_Exercise goal_
Reproduce verbatim the lines of the entries below, beginning with the line that contains "Expected content: white sleeve." and continuing through the line that contains "484 629 598 718". Output only those lines.
** start Entries shown **
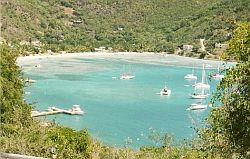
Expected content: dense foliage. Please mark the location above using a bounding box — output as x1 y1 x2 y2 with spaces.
0 45 90 158
203 23 250 157
0 0 250 56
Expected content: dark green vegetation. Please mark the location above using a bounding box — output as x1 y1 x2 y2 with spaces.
203 23 250 158
1 0 250 58
0 45 90 158
0 23 250 159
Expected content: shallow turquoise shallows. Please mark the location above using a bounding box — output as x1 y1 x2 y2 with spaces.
19 55 228 148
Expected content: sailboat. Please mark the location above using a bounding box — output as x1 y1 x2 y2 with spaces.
190 88 210 99
187 102 207 110
120 66 135 80
192 64 210 89
184 67 197 80
160 82 171 96
212 61 224 79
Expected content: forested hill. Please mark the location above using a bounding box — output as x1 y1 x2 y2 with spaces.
0 0 250 52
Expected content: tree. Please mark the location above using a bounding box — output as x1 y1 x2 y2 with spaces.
202 22 250 157
0 45 31 125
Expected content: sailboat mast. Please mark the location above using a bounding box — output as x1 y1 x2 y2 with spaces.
201 64 206 83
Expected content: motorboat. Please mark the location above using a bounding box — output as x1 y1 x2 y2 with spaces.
120 66 135 80
25 78 36 83
187 102 207 110
212 60 224 79
35 64 41 68
120 73 135 80
160 84 171 96
212 72 224 79
69 104 84 115
192 64 210 89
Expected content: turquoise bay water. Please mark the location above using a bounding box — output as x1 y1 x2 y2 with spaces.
19 55 223 147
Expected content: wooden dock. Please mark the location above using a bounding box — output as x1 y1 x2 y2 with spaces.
31 107 84 117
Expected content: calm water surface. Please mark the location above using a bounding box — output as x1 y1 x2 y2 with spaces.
19 55 225 147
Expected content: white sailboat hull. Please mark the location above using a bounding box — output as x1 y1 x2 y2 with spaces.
187 103 207 110
184 74 197 80
191 94 209 99
192 83 210 89
120 75 135 80
160 89 171 96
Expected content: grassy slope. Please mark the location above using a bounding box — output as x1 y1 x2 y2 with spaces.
1 0 250 51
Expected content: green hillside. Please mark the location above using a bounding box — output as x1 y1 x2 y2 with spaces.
1 0 250 53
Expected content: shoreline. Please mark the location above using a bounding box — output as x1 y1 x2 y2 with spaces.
17 52 158 62
17 52 222 62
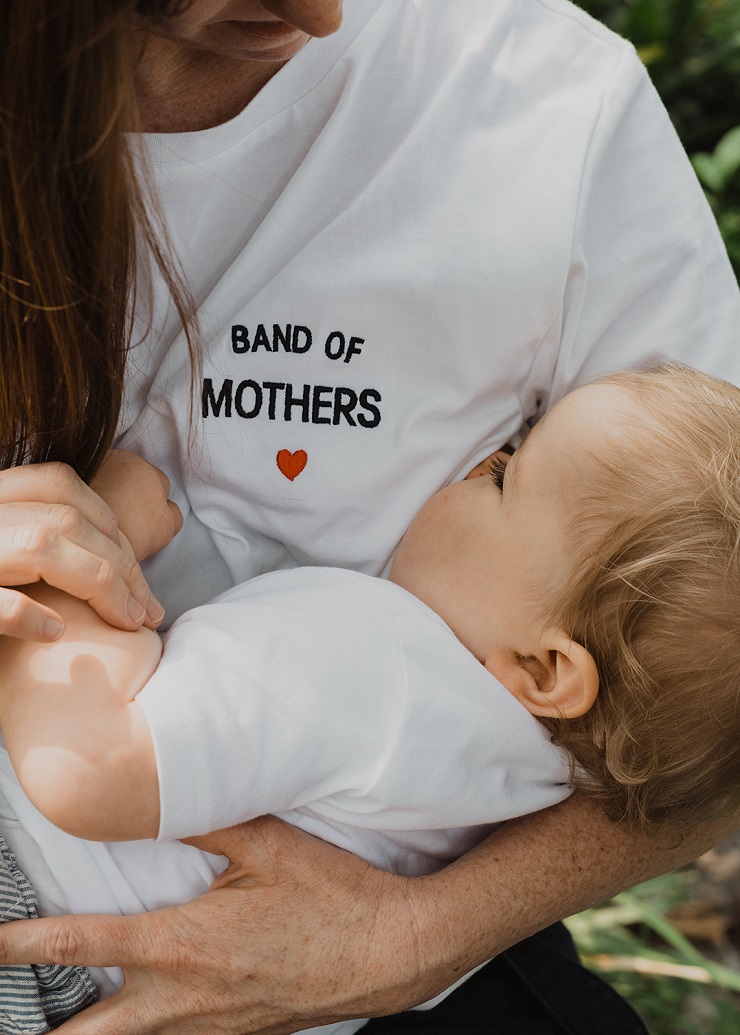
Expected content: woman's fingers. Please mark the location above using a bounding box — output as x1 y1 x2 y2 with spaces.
0 588 64 643
0 464 164 641
0 464 118 542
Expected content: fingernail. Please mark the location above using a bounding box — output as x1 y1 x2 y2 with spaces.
41 618 64 640
128 596 147 625
147 593 165 625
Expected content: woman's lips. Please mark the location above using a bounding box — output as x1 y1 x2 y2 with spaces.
230 22 298 39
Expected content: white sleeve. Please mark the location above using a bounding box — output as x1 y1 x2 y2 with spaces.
533 49 740 409
137 572 403 839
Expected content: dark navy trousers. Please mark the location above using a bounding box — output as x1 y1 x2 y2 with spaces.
362 923 648 1035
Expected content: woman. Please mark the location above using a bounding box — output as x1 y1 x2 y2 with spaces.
0 0 740 1035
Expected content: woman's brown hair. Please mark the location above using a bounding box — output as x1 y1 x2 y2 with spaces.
0 0 191 479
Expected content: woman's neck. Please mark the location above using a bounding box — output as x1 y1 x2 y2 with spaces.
136 35 286 132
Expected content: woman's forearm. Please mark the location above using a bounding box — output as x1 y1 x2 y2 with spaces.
0 584 161 840
399 795 740 990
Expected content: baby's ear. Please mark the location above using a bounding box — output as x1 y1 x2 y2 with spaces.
484 629 598 718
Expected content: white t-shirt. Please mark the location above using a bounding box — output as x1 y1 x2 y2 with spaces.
0 568 568 1035
121 0 740 618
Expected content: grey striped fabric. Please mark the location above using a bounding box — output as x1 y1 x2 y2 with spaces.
0 834 97 1035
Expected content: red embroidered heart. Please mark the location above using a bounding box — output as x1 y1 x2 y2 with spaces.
276 449 308 481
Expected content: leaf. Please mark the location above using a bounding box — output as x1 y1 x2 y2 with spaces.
691 151 724 194
714 126 740 186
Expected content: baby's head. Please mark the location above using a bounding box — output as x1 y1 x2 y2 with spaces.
543 366 740 825
391 366 740 826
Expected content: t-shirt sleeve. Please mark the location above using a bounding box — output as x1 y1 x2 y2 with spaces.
533 48 740 406
137 572 402 839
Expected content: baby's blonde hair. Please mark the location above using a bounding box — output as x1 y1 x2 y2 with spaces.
543 365 740 829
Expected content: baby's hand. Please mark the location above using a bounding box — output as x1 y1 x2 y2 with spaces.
91 449 182 561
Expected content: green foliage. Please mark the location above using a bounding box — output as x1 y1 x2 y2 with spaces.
579 0 740 275
566 874 740 1035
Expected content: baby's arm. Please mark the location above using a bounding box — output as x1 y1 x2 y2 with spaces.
0 454 178 840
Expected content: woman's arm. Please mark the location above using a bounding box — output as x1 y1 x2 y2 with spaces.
0 796 733 1035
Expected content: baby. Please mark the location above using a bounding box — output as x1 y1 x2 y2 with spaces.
0 366 740 1035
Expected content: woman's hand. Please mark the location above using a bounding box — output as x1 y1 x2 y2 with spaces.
0 795 740 1035
92 449 182 561
0 464 164 642
0 817 430 1035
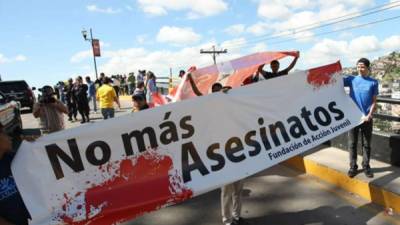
** end Entries shown **
_Final result_
Expected content: white sleeve. Please mark the location above using a bounding box — output as x1 y1 x2 y2 with spaces.
533 49 740 409
137 572 403 839
Expected content: dark navy trousers. Please mark the location above using a bounding box — output as x1 y1 x2 y2 with spaces.
362 923 648 1035
Expected content: woman. Please mark the location above using a bounding box — output as x1 y1 x2 y2 with spaces.
0 0 740 1035
Expected content: woman's brown hair. Please mark the location above using a bounding box — output as x1 y1 x2 y2 with spaces.
0 0 191 479
Expected content: woman's neck. Please mark the location above using a bounding box — output as x1 y1 x2 y2 with spaces.
136 35 286 132
Expected content: woman's forearm. Please mark the location above using a bounding box — output as x1 y1 x2 y2 with spaces.
0 584 161 840
399 795 740 990
Expected content: baby's ear. Please mark the location above using a bounding box — output as x1 y1 x2 y2 with spaces.
484 629 598 718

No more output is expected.